**Passage to read:**

====

# Does your poodle burrow?



## Annie and me (Jun 30, 2011)

Annie loves to burrow under the covers in bed at night. It's really very sweet - she likes to curl up right against my body, under the blankets. I have this crazy worry about her suffocating, though :afraid:. She always climbs out after awhile, but I have a hard time falling asleep while she's under there. My last poodle liked to burrow too but I don't remember her climbing under the covers. I was just wondering if this is a common poodle thing. It's very endearing, but it does worry me a bit when we're sleeping.


----------



## Arborgale (Dec 11, 2011)

My 1st minipoo was not like this. Rosie, however, does the same thing. At night she sleeps in her crate on top of her blanket, but when I put her in bed with me for a nap during the day, she burrows down deep. I kept trying to uncover her head, but she would just turn around and burrow deeper. I am also afraid she'll fall off the bed. It is quite high and we have wood floors. 

I would be interested at how many other poodles like to burrow.


----------



## fjm (Jun 4, 2010)

The poodle we had when I was a child used to sleep under the bedclothes down by my feet - possibly because my mother was less likely to spot her and send her off to her own bed if she was well hidden! She nearly gave my mother a conniption on one occasion, when my mother was making the bed - she reached in to pull out each of the 17 soft toys I slept with when I was little, and one of them was warm, wriggling and licked her hand!


----------



## sschoe2 (Mar 16, 2011)

====

Extend the forum thread about poodles burrowing under the covers, picking up from the point where it stops. You won't need the rows for anything.

(Items stored from a collection)
====

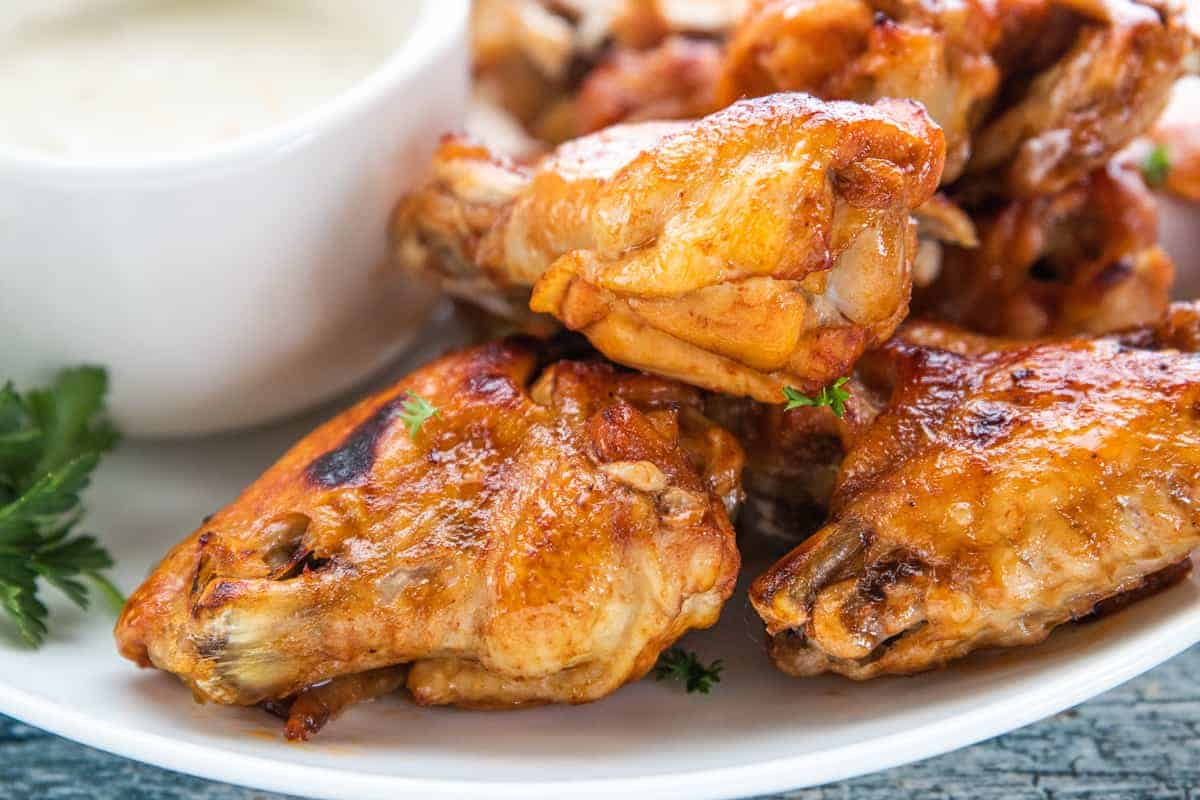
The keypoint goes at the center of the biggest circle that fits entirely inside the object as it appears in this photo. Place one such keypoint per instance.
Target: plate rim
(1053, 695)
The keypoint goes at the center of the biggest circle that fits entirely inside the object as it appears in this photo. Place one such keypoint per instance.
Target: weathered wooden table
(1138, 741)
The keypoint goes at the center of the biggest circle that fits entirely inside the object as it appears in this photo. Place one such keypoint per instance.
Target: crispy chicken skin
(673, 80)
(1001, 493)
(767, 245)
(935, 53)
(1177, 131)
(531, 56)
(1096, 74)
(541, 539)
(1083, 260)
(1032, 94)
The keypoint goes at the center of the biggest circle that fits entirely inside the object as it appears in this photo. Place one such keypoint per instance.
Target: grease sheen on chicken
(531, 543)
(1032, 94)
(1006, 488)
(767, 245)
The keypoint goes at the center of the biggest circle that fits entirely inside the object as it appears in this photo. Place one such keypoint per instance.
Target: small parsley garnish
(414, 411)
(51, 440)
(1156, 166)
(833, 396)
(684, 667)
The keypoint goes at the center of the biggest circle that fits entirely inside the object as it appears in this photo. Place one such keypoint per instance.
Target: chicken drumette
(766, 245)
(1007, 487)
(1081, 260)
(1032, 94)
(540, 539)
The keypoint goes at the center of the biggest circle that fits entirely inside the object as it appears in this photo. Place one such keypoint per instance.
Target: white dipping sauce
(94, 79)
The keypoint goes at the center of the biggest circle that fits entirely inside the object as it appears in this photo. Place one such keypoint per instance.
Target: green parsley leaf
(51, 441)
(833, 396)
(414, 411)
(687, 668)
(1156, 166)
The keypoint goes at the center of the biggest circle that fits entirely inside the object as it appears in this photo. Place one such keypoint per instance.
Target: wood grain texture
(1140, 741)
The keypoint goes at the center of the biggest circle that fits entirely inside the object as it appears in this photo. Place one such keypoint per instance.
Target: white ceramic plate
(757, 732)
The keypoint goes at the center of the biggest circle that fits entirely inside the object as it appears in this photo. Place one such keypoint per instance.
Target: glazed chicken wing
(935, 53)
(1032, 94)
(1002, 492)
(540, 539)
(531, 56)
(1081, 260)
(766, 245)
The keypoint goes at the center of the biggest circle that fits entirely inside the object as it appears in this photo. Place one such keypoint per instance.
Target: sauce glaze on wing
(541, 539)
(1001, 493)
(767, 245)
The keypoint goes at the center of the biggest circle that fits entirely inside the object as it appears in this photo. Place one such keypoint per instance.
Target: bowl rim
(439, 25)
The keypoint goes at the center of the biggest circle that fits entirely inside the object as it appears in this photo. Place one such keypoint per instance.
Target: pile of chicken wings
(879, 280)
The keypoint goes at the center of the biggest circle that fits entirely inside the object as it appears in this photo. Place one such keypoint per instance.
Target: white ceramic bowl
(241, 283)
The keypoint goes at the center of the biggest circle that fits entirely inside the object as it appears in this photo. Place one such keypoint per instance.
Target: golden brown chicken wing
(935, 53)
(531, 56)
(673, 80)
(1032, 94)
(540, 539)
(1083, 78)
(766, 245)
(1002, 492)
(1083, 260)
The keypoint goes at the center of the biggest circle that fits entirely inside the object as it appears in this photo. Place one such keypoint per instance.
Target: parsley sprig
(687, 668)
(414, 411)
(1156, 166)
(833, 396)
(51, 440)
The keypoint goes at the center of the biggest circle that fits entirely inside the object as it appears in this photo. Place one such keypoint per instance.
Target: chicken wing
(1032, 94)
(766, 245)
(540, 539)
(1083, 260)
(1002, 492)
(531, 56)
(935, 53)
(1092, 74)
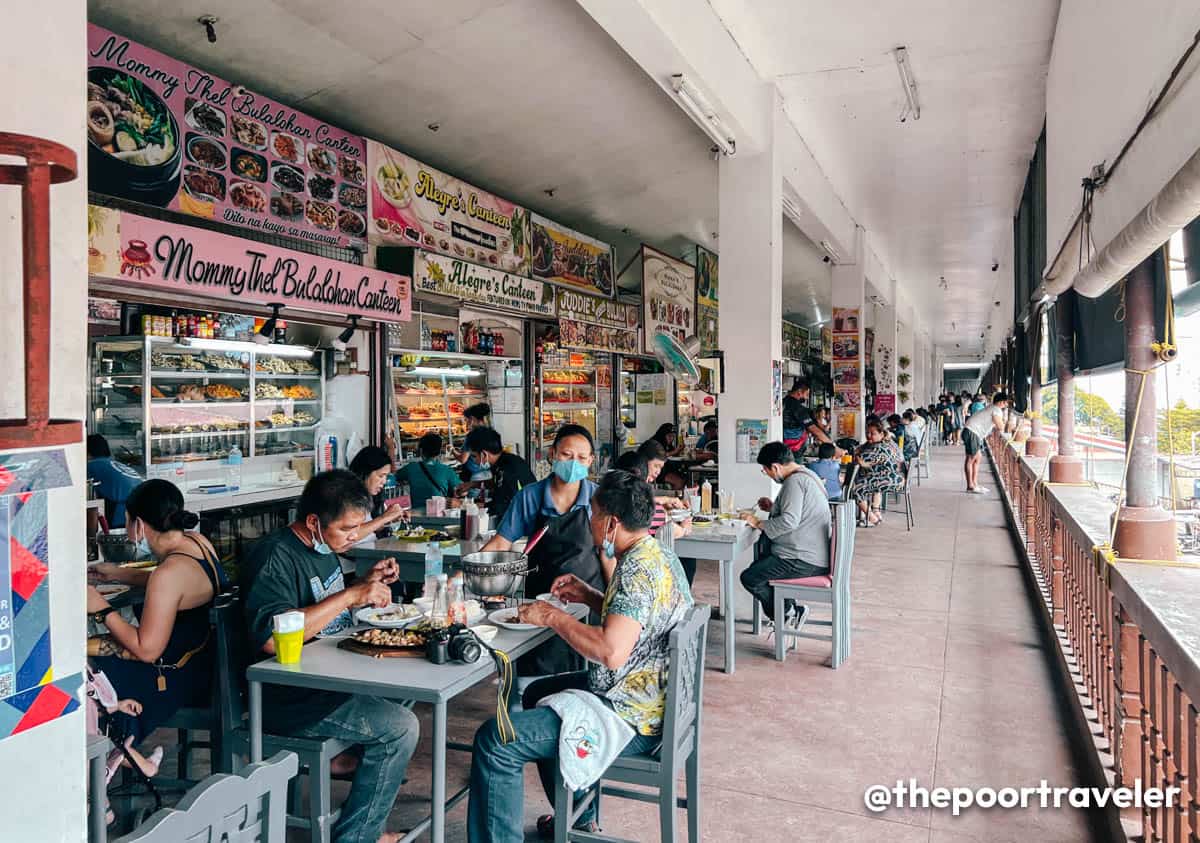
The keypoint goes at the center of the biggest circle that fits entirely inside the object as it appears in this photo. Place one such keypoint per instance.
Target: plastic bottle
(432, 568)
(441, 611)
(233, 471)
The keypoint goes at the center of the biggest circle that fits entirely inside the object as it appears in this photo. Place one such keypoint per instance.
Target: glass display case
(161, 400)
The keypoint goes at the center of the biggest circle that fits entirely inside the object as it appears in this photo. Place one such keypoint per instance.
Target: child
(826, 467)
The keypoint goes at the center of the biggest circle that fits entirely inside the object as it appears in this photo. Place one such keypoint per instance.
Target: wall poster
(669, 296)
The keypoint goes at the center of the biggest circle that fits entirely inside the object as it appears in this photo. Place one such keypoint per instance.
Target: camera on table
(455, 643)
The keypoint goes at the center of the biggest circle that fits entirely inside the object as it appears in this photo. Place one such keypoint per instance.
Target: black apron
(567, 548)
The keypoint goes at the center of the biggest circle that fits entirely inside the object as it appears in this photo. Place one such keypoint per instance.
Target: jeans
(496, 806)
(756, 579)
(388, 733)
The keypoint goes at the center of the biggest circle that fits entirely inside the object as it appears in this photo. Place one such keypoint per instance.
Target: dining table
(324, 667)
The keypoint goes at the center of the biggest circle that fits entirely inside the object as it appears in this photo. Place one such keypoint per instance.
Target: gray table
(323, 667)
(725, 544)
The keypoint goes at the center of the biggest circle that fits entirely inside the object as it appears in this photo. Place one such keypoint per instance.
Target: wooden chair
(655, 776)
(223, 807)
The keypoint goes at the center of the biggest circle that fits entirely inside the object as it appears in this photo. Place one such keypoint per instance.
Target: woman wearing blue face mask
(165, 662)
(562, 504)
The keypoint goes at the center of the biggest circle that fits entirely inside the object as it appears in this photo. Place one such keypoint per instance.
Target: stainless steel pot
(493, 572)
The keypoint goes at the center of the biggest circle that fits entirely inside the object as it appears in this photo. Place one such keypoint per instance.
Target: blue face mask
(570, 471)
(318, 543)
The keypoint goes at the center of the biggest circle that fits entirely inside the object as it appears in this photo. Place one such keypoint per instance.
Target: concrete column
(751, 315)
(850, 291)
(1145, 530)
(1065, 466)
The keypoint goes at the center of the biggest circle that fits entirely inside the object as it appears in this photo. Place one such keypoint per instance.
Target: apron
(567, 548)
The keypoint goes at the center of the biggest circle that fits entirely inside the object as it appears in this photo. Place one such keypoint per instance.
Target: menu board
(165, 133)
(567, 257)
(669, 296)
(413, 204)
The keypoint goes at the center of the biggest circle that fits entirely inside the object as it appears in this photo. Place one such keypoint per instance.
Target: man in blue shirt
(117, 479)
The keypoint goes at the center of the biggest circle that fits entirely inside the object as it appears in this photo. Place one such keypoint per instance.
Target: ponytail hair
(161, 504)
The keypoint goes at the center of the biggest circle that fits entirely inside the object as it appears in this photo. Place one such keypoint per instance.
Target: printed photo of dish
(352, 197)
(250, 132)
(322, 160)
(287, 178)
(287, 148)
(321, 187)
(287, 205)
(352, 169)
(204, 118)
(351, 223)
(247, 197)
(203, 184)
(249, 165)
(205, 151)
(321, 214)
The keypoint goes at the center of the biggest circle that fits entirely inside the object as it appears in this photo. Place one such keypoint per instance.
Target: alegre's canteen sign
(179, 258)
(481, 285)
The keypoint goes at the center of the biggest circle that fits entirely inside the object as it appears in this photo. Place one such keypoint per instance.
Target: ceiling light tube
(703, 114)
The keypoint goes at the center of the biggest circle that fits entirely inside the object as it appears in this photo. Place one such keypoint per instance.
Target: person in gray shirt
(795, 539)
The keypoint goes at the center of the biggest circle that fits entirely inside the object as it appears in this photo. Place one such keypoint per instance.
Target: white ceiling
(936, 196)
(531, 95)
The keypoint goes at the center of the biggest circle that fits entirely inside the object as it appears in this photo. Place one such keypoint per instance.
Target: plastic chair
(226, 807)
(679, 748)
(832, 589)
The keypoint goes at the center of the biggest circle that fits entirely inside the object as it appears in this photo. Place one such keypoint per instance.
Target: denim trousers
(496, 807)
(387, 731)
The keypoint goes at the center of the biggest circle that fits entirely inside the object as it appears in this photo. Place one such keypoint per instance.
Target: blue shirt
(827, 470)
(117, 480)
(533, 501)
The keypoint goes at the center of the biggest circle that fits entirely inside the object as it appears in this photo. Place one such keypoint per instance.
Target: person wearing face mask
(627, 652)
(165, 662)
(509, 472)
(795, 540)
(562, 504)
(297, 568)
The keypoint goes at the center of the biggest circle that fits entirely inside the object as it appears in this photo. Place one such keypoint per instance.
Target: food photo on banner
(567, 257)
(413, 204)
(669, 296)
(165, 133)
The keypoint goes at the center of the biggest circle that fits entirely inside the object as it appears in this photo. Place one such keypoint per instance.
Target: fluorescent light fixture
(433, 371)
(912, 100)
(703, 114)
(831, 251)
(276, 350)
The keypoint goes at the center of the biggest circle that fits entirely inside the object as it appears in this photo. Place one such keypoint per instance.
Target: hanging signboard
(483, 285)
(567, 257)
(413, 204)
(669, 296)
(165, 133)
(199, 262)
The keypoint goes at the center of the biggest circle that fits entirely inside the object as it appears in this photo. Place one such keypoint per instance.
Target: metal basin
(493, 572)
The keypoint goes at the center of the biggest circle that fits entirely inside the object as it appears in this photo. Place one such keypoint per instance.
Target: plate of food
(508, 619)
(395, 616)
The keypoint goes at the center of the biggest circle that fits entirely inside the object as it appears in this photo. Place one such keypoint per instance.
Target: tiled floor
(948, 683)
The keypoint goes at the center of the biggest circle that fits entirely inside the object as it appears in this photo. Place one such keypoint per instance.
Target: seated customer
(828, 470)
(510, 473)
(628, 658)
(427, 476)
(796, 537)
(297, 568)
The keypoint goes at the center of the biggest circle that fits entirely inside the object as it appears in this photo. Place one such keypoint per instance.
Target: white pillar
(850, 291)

====

**Response below:**
Both Barkley and Sari love to sleep against me on the bed. Barkley often likes to dig the blanket and pillow very vigorously for few seconds. Barkley's spot is against the pillows on my right hand side against my shoulder. Sari usually starts out against my knee but by morning she is often up against my hips and cuddled with Barkley.


----------



## Ladywolfe (Jan 11, 2012)

My current toy poodle, Mina, climbs under the covers to sleep against me. or lies across my neck during the night, if I turn on my back. 
My previous toy, a little boy, liked sleeping under the covers, as well.


----------



## babysdaddy (Feb 6, 2011)

Every night, Baby jumps on the bed and "digs" the blanket to a ball, goes on his back and wiggles quickly, digs longer and quicker, on back wiggling, then diggs again snorting like a pig. Every night without fail.

If clean laundry is on the bed or on the couch ready to be folded, he will find it and do the "night dig". Every blanket you put on the ground, he will dig and burrow with it. 

I laugh every time because his ear hair starts to frizz from the friction.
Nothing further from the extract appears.